** TEXT BLOCK follows **

Third theatre is the fusion of two theatres rural and the urban theatre. In the exploration Sircar had seen the inherent features of folk theatre i.e. live performer and direct communication technique. And the emphasis on the performers body rather than the set- ups and mechanical devices from the proscenium theatre. Thus Sircar combined these features of the rural and the urban theatre and made the third theatre as the synthesis of these two theatres.
In exploration of the theatre Sircar came to realize that the theatre is a human act. Experience is the key word in every art and theatre is also a kind of art, where people come to have experience. According to Badal Sircar theatre should be a collective exercise to awaken and enhance the social consciousness of participants, including the viewers. So he preferred doing theatre in the open air where audience can participate. Sircar has said of his own theatre.
“There is no separate stage-the performance is on the floor; that is the Performers and the spectators are within the same environment. [...] This is intimate theatre. The performers can see the spectator clearly, Can approach him individually, can whisper in his ears, can even touch him if he wants [21]”.
Third theatre is portable, because it can be moved anywhere. As it does not require heavy set-up, spotlight, furniture, costumes etc. so it becomes portable. Third theatre is flexible because plays can be performed anywhere, it does not require stage. A theatre which can go to where the people are – without waiting for them to come to a specified place. Since it reduced the cost of theatre and it can be offered at freely, so it is inexpensive. Sircar believed in human relationship not in the buyer and seller relationship. He believed that theatre is a human act; it is art not the source of earning money.
In the Third theatre set -ups are made of collective human act. Emphasis is totally given on the human body. For the free flow of action games exercises are taken in the workshops. Instead of imitating certain stage voices and movements, the performers are taught to giving more from within, replacing the fake in theatre by a true expression of the self. Freeing them from the constraints of realistic depiction, Sircar encouraged the performers to use movements, rhythm, mime, formations and contortions to express them physically. Sudhanva Deshpande aptly assesses Sircar’s contribution to changing the anatomy of the Indian actor:
“He more than anyone else pioneered the play without the text. It was the technique of using the actor as text. The body of the actor becomes the text [22].”

** End of TEXT BLOCK **

▶ [PROMPT A]
In the passage on Sircar's Third theatre, where did Sircar prefer to stage theatre?
▶ [PROMPT B]
From the passage on Sircar's Third theatre, list every means Sircar encouraged performers to use to express themselves physically.
▶ [PROMPT C]
Pick up the passage on Sircar's Third theatre after its final sentence and carry it forward.

** STUDY MATERIAL follows **

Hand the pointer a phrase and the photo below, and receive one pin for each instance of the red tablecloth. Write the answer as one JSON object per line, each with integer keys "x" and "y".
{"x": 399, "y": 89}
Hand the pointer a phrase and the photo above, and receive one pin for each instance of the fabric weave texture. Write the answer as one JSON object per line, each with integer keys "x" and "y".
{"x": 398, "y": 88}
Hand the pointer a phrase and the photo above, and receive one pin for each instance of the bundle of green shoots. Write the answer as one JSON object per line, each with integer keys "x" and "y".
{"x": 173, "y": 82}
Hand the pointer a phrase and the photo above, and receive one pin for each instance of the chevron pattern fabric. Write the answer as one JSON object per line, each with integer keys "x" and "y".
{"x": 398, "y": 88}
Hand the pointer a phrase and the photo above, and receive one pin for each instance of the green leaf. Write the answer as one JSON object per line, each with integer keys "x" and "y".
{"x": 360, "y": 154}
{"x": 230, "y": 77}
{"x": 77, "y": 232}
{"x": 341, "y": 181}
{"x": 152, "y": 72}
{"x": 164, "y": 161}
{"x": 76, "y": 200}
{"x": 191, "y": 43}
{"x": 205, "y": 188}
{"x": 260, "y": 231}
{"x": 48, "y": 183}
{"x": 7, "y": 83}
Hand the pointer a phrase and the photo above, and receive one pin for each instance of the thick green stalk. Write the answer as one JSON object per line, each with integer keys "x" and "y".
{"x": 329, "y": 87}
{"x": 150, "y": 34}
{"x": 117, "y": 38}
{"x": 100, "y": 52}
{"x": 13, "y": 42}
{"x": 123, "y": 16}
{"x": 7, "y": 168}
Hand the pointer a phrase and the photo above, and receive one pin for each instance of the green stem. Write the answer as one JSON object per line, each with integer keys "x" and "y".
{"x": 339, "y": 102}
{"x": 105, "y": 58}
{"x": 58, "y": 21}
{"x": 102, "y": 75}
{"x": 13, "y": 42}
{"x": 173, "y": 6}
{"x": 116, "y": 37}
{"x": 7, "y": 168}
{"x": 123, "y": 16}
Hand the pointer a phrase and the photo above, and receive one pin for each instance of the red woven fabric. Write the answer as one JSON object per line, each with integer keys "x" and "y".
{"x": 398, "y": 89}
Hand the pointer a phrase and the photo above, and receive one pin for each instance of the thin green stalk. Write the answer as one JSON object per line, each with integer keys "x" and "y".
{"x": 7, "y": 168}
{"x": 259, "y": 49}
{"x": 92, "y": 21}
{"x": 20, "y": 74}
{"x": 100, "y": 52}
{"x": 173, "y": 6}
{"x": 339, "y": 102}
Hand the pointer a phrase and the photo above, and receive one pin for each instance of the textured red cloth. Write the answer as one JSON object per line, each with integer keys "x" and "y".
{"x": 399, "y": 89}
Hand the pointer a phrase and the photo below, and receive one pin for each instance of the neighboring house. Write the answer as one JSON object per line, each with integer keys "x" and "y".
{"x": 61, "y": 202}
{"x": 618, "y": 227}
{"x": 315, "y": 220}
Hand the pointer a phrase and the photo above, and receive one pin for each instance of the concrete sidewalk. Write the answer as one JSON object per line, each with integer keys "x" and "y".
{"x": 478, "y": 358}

** End of STUDY MATERIAL **

▶ [FINAL ANSWER A]
In the open air, where the audience can participate.

▶ [FINAL ANSWER B]
Movements, rhythm, mime, formations, contortions

▶ [FINAL ANSWER C]
The result is a Spartan production which is an ideological position. The stand of course is that “I will use nothing else because that is the essential thing.”
Third theatre exhibits an openness and receptivity. Sircar was influenced both Indian folk theatre and western experimental theatre. Sircar adopted direct communication technique and live performance from the Indian folk theatre. Open performance and emphasis on the performer’s body from the western theatre. Thus he combined these features and made the Third theatre. Sircar himself admits that he learned the most from observing and sometimes working with practitioners like Jerzy Grotowski, Joan MacIntosh, Judith Malina, Julian Beck and Richard Schechner. But mere observing is other thing; he has not imitated them. Third or free theatre can never be like Grotowski’s physical theatre because, Sircar says, those conditions of performance are simply not available in India.
Sircar focused on doing theatre than writing plays, because he had profound knowledge of Indian society where physical, psychological, cultural, mental, political and spiritual dichotomies reclined. To bring about a change Sircar used theatre as a tool. He was conscious that the dichotomy in the cultural field cannot be removed without a fundamental change in the socio-economic situation and he knew that it cannot be done through theatre. Though he knew that theatre by itself can never change the society, he firmly believes that theatre can be one of the many facets of a movement that is needed to bring about the desirable change and that makes the idea of Third Theatre, a theatre to bring about meaningful change.